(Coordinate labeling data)
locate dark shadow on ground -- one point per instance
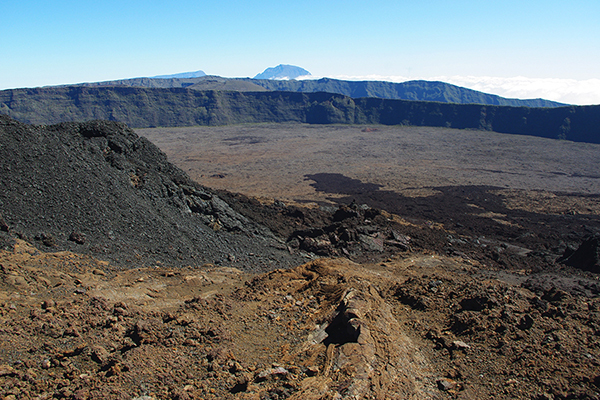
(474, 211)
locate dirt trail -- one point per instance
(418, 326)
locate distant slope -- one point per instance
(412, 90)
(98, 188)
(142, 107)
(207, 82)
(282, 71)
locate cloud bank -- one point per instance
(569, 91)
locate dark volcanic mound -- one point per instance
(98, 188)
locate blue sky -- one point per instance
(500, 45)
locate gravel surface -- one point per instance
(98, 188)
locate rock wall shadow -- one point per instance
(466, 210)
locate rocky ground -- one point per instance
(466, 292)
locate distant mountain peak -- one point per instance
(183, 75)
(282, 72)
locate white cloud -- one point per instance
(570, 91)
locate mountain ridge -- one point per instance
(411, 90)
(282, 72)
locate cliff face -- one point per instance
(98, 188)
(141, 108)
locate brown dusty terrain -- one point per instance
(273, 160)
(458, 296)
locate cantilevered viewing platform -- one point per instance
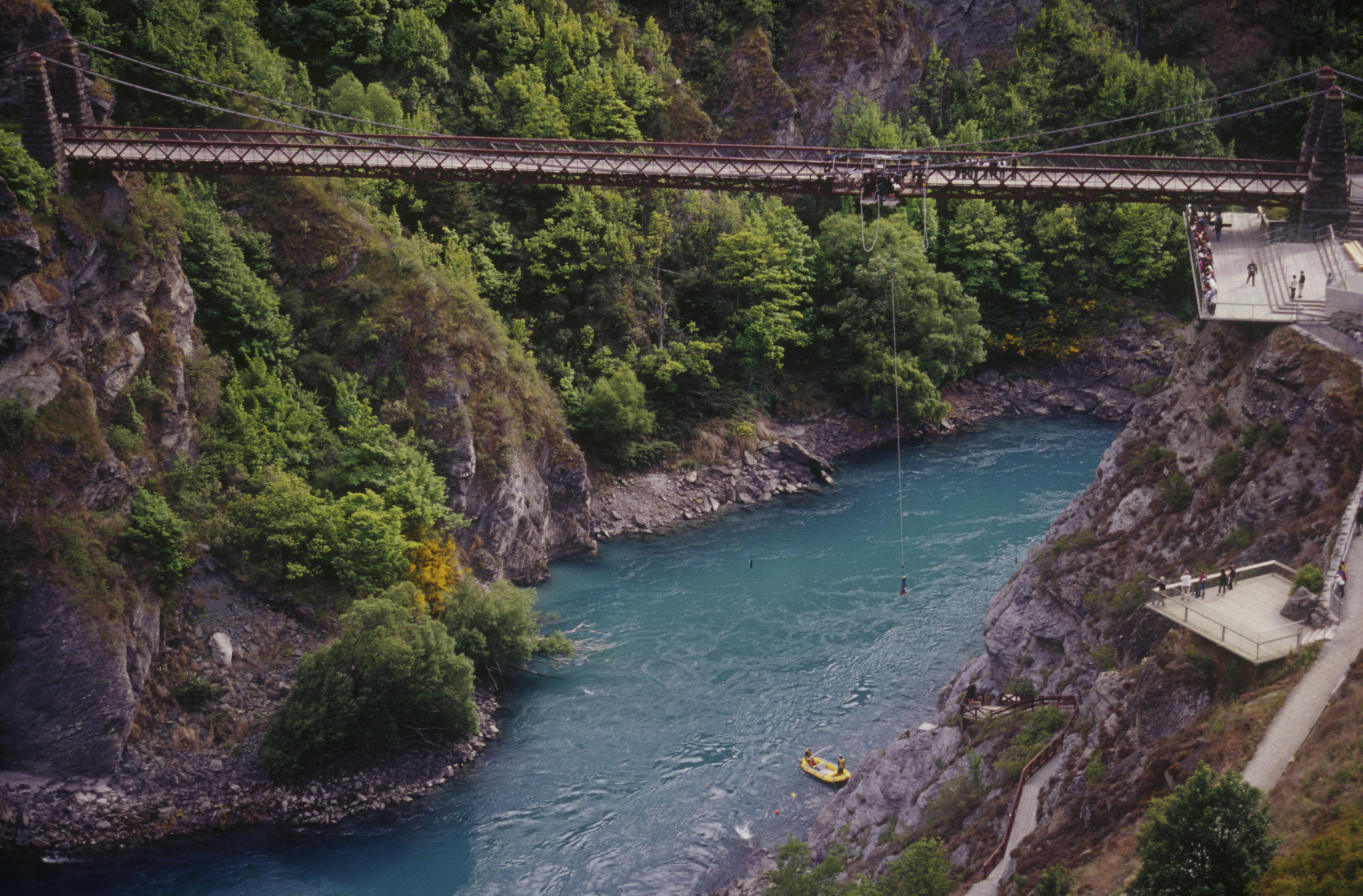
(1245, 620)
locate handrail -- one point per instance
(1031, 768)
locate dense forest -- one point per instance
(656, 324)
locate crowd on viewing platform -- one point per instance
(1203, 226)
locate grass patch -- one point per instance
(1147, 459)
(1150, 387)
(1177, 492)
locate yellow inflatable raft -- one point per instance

- Your goal -
Copy every line above word for word, leaving out the pictures.

- Finished answer -
locate dark shadow on ground -- one point per instance
(474, 211)
locate dirt trail -- one point per instance
(418, 326)
locate distant slope -- one point per instance
(412, 90)
(98, 188)
(142, 107)
(207, 82)
(282, 71)
locate cloud bank -- one point per instance
(569, 91)
locate dark volcanic mound -- one point per instance
(98, 188)
locate blue sky -- one point per instance
(500, 45)
locate gravel surface -- one point per instance
(98, 188)
locate rock wall shadow -- one point per instance
(466, 210)
locate rocky ground -- one point per instance
(466, 292)
locate distant mountain peak -- one point per instance
(183, 75)
(282, 72)
locate white cloud -- one point per instance
(570, 91)
locate mountain ridge -- one point per instance
(411, 90)
(282, 72)
locate cliff face -- one point per instance
(98, 188)
(141, 108)
locate brown dusty terrain -- one point per instance
(273, 160)
(458, 296)
locate cantilevered viewing platform -- one point per instance
(1245, 620)
locate handrail -- one point per instance
(1031, 768)
locate dense forest -- one point per instance
(656, 324)
locate crowd on viewing platform -- one point per instance
(1203, 226)
locate grass patch -- one point per instance
(1147, 459)
(1150, 387)
(1177, 492)
locate yellow inflatable raft -- one point per instance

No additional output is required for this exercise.